Task prompt ▸
Please rewrite all the entries, substituting "coordinate pairs" for every occurrence of "vertex pairs" and leaving everything else unchanged.

====== Task inputs ======

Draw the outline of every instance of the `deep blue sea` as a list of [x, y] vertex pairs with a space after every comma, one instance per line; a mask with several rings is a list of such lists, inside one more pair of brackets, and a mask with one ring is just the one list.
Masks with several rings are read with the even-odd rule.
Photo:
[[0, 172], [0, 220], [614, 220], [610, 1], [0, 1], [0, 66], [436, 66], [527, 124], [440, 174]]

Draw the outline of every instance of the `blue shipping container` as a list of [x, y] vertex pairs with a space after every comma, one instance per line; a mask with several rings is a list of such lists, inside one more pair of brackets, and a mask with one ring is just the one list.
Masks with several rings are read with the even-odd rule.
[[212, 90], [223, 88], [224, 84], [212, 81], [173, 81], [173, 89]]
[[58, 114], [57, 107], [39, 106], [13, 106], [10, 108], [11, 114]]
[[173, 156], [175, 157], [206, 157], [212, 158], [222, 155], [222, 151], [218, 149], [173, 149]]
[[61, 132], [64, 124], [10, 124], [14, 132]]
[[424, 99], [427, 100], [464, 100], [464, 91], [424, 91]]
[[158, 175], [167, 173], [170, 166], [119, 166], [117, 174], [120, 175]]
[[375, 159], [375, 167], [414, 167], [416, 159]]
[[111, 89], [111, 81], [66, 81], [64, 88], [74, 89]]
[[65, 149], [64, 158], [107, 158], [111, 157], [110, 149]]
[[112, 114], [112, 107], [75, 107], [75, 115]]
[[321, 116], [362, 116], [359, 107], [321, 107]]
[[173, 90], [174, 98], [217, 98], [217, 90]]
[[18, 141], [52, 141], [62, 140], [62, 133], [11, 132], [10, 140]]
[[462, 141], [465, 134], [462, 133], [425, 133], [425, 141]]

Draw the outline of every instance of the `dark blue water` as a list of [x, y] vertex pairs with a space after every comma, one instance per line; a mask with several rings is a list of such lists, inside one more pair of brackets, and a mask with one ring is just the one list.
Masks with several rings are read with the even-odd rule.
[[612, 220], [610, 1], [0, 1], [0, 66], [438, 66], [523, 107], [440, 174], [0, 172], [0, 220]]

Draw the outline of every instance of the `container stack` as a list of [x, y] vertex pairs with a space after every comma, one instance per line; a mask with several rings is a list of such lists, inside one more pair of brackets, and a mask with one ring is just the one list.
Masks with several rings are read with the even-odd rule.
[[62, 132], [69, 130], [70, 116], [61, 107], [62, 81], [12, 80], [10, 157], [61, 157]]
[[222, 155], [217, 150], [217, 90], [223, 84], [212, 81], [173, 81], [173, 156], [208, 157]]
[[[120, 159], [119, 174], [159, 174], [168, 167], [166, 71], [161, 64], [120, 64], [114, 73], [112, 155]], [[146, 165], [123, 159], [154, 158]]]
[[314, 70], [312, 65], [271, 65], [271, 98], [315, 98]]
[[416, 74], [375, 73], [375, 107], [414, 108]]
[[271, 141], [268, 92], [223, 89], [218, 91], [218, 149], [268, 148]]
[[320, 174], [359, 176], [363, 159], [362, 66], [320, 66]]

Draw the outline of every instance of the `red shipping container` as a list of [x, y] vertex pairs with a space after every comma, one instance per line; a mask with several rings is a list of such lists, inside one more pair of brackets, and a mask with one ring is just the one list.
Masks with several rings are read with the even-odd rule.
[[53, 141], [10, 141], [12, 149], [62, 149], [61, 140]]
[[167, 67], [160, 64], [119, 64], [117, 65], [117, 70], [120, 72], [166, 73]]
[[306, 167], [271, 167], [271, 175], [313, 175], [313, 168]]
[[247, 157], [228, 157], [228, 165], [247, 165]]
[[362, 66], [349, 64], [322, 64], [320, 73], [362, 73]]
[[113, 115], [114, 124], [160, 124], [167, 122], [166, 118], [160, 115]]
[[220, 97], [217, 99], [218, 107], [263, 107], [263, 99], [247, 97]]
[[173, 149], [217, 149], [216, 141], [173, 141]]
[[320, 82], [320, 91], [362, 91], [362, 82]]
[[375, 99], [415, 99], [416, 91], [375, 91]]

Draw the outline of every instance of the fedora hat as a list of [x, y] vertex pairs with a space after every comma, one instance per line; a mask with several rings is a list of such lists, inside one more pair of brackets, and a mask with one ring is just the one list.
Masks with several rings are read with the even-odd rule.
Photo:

======

Solved exercise ▸
Draw the outline of every instance of the `deep blue sea` as a list of [x, y] coordinate pairs with a space after every comma, one instance per line; a mask with several rings is a list of such lists, inside one more pair of brackets, and a mask with one ring is just the one list.
Masks with several rings are read with the even-odd rule.
Photo:
[[0, 172], [0, 220], [614, 220], [610, 1], [0, 1], [0, 66], [436, 66], [527, 124], [440, 174]]

Draw the outline of every instance of the `blue shipping container` as a list of [x, y] coordinate pairs with a space after every comma, one instance per line; a mask with several rings is a list of such lists, inside one more pair of brackets, and a mask with one ring is just the one list.
Masks with several rings are read with the even-odd rule.
[[212, 90], [223, 88], [224, 84], [212, 81], [173, 81], [173, 89]]
[[58, 114], [57, 107], [39, 106], [13, 106], [10, 108], [11, 114]]
[[173, 156], [175, 157], [206, 157], [212, 158], [222, 155], [222, 151], [218, 149], [173, 149]]
[[61, 132], [64, 124], [10, 124], [14, 132]]
[[424, 99], [427, 100], [464, 100], [464, 91], [424, 91]]
[[158, 175], [167, 173], [170, 166], [119, 166], [117, 174], [120, 175]]
[[375, 159], [375, 167], [414, 167], [416, 159]]
[[111, 89], [111, 81], [66, 81], [64, 88], [74, 89]]
[[65, 149], [64, 158], [107, 158], [111, 157], [110, 149]]
[[112, 114], [112, 107], [75, 107], [75, 115]]
[[321, 116], [362, 116], [359, 107], [321, 107]]
[[173, 90], [174, 98], [217, 98], [217, 90]]
[[18, 141], [52, 141], [62, 140], [62, 133], [11, 132], [10, 140]]
[[462, 141], [465, 134], [462, 133], [425, 133], [425, 141]]

Draw the outline of every instance of the `dark blue water` as a list of [x, y] coordinate pairs with a space after every comma, one instance per line; a mask with several rings is a list of such lists, inside one more pair of brackets, and a mask with one ring is just the one list.
Masks with several rings are read with the even-odd rule.
[[612, 220], [610, 1], [0, 1], [0, 66], [438, 66], [523, 107], [440, 174], [0, 172], [0, 220]]

Draw the outline of every instance of the `container stack` as a list of [x, y] coordinate pairs with a space after every comma, one instance per line; a mask with several rings is a list of such lists, inside one more pair of brackets, and a mask with one ring is just the one list.
Masks with several rings are read with the even-odd rule.
[[62, 132], [69, 130], [70, 116], [61, 107], [62, 81], [12, 80], [10, 157], [61, 157]]
[[222, 155], [217, 150], [217, 90], [223, 84], [212, 81], [173, 81], [173, 156], [208, 157]]
[[[120, 159], [119, 174], [159, 174], [168, 167], [166, 71], [161, 64], [120, 64], [114, 73], [112, 155]], [[146, 165], [123, 159], [154, 158]]]
[[314, 70], [312, 65], [271, 65], [271, 98], [315, 98]]
[[416, 74], [375, 73], [375, 107], [414, 108]]
[[271, 141], [268, 92], [223, 89], [218, 91], [218, 149], [268, 148]]
[[320, 174], [359, 176], [363, 159], [362, 66], [320, 66]]

Draw the outline of every instance of the `red shipping container` as a list of [x, y] coordinate pairs with a space after every comma, one instance per line; a mask with several rings is a list of such lists, inside one more pair of brackets, and a mask with one ring is just the one list.
Masks with several rings are read with the even-odd rule.
[[53, 141], [10, 141], [12, 149], [62, 149], [61, 140]]
[[167, 67], [160, 64], [119, 64], [117, 65], [117, 70], [120, 72], [166, 73]]
[[306, 167], [271, 167], [271, 175], [313, 175], [313, 168]]
[[247, 157], [228, 157], [228, 165], [247, 165]]
[[362, 66], [349, 64], [322, 64], [320, 73], [362, 73]]
[[113, 115], [114, 124], [160, 124], [167, 122], [166, 118], [160, 115]]
[[220, 97], [217, 99], [218, 107], [263, 107], [263, 99], [247, 97]]
[[173, 149], [217, 149], [216, 141], [173, 141]]
[[320, 82], [320, 91], [362, 91], [362, 82]]
[[375, 99], [415, 99], [416, 91], [375, 91]]

Draw the outline of every instance of the fedora hat as a list of [x, y] coordinate pairs with a space after every comma, one instance per line; a mask with several rings is a list of such lists, inside one more pair of brackets, and a mask with one ring is just the one list.
Masks with several rings are read with the even-odd rule.
Photo:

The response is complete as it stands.